Mascot Server has been designed to be embarrassingly parallel, which means that each search can be divided into parts that run independently, in separate threads. Support for parallel execution on a networked cluster of PCs is built-in to Mascot, and does not require any special operating system or grid engine.

Hardware

Mascot Server is licensed by the CPU. Each additional CPU in the licence enables searches to run on an additional 4 physical cores or 8 threads (sometimes called logical cores). Only the processors used for searching require a Mascot licence. It is a good idea to have a few spare cores to run the web server, handle database updates, and generate reports, etc. This makes the server responsive even when there are several searches running, using all the processor time on the licensed cores.

In single thread benchmarks, the fastest processors tend to have at most 24 cores. With more than 24 cores, performance per core degrades, because the processor has to limit the per-core clock speed. It simply cannot dissipate heat fast enough, so this is sometimes called thermal throttling.

Single processors are available with 64+ cores, and some PCs can fit two processor sockets, but they will be very expensive. The speed of individual cores may not be as high as relatively inexpensive ‘consumer grade’ processors. Another issue is I/O throughput. Even with a very fast RAID10 array, either disk or RAM may become a bottleneck, which starves the processor of useful work.

For licences of 5 CPU and larger, we recommend running Mascot in cluster mode. A cluster of single or dual processor boxes will usually offer the most cost effective solution, and cluster search speed is not subject to thermal throttling or I/O bottlenecks.

As an example, a 12 CPU licence is good for 48 cores or 96 threads. A cluster of 7 PCs, each with a single 8-core processor, would provide 48 cores for searching and 8 left over for other purposes. In practice, having a non-searching master node is ideal because it also gives you a spare node, in case one of the search nodes has a hardware failure.

Result files are stored on the master node, so this needs access to plenty of disk storage. Search nodes only need local storage for program files and the compressed sequence database files.

━━━━━━━━

__STATED GOAL 1__. Recast the paragraph of the Mascot Server hardware text that begins "Mascot Server is licensed by the CPU" as a short bulleted list that keeps its main facts.
__STATED GOAL 2__. Pull out every line of the rows that contains the string "tractor".

Point annotation dataset rows:
━━━━━━━━

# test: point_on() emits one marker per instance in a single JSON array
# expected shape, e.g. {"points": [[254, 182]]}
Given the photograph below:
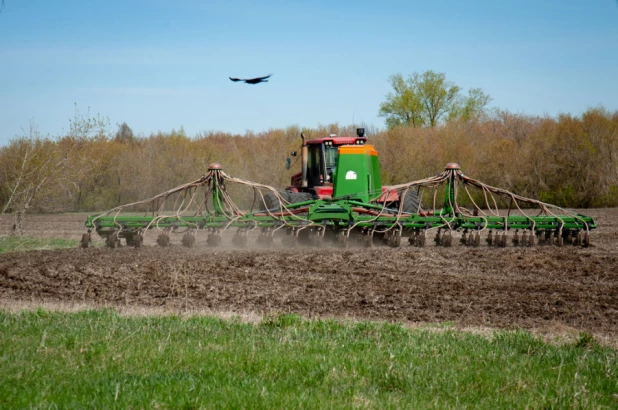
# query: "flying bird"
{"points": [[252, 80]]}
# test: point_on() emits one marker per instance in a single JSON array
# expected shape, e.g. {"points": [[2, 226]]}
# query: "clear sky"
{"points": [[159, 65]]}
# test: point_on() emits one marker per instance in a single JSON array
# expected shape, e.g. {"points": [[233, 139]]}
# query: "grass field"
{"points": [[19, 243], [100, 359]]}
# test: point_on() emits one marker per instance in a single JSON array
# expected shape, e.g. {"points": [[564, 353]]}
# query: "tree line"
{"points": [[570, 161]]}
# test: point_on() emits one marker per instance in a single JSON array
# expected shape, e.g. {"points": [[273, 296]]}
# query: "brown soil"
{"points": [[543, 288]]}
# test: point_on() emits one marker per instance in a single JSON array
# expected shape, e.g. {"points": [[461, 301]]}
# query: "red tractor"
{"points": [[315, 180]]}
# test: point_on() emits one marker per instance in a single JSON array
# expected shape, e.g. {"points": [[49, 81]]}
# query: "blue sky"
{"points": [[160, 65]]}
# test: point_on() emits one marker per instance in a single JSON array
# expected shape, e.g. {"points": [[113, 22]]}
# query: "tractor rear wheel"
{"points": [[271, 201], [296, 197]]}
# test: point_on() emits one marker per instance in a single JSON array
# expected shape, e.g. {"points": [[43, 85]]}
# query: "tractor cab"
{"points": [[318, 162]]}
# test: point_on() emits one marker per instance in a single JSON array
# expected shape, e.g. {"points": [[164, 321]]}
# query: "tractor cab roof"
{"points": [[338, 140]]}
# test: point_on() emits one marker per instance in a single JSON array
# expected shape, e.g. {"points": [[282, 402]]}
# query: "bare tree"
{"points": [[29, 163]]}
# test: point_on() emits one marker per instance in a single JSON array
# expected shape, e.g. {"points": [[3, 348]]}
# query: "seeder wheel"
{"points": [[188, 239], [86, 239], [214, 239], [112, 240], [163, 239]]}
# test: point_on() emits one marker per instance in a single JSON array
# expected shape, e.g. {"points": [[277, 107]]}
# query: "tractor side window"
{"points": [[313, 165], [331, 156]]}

━━━━━━━━

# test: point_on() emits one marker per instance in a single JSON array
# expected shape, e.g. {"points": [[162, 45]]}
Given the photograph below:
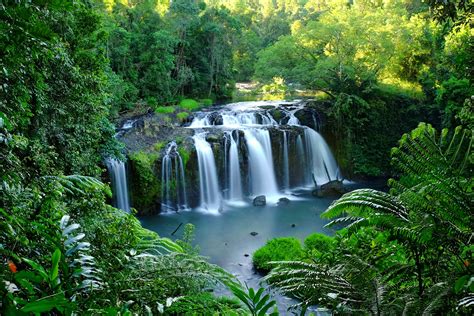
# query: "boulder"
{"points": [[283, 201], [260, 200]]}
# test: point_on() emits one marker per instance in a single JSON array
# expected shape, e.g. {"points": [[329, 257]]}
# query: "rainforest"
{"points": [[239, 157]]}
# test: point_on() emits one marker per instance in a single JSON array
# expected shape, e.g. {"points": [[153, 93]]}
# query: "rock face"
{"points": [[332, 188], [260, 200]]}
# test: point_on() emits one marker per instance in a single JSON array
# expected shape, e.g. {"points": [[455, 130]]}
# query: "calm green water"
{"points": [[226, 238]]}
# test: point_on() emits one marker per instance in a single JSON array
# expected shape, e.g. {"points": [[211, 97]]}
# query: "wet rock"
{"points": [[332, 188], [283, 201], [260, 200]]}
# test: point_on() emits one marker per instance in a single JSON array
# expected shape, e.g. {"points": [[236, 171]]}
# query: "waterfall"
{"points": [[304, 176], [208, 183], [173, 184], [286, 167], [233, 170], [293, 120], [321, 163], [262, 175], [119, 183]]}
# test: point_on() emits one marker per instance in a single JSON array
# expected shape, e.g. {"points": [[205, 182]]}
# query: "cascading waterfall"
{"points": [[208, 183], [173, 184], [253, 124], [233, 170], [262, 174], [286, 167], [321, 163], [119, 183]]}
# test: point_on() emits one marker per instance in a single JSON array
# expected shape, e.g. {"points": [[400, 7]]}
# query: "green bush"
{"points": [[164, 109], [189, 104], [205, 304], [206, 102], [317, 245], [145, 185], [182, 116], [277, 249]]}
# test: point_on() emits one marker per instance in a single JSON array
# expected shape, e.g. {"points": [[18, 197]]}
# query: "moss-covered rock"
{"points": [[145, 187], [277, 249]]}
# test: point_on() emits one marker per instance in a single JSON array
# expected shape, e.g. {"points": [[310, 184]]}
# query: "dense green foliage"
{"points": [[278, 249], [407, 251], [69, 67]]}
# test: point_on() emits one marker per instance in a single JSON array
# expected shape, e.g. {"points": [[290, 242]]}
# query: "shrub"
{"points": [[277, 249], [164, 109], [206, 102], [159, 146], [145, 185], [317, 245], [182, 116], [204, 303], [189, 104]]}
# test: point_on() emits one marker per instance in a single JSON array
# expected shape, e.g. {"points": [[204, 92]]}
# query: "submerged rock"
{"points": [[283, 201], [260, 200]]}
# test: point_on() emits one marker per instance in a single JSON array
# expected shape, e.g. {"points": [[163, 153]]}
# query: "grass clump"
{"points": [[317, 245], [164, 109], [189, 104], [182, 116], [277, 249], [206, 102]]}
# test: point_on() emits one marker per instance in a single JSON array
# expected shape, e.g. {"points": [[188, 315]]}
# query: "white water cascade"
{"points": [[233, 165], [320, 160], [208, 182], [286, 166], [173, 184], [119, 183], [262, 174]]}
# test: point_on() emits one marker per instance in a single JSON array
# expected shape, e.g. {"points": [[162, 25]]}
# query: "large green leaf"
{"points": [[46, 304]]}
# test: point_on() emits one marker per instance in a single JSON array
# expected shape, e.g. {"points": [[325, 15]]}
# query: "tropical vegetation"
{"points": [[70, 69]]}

━━━━━━━━

__WORKED ANSWER 1__.
- Mascot Server is licensed per CPU.
- Each additional licensed CPU lets searches run on 4 more physical cores or 8 threads (logical cores).
- Only the processors used for searching need a license.
- A few spare cores should be kept for the web server, database updates and report generation.
- Those spare cores keep the server responsive while several searches use all the processor time on the licensed cores.

__WORKED ANSWER 2__.
# query: "red tractor"
# query: "tractor rear wheel"
# query: "tractor cab"
# query: "tractor cab roof"
# query: "tractor side window"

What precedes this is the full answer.